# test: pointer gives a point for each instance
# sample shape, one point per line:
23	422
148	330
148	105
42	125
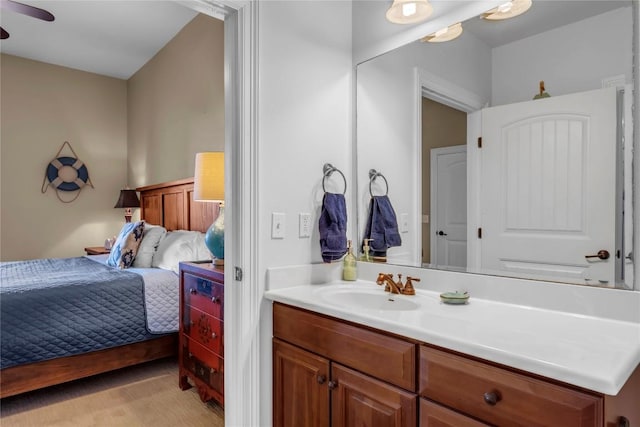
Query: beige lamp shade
209	177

INSTRUCTION: Rewrite the lines above as a numbered list, skipping any blank lines and omitting the pictures.

ANSWER BELOW:
1. # test: pointer gives a point for each instance
2. # sample shape, one point per line:
3. 23	422
4. 148	330
5. 148	105
6. 42	125
7. Query: beige lamp shade
8. 209	177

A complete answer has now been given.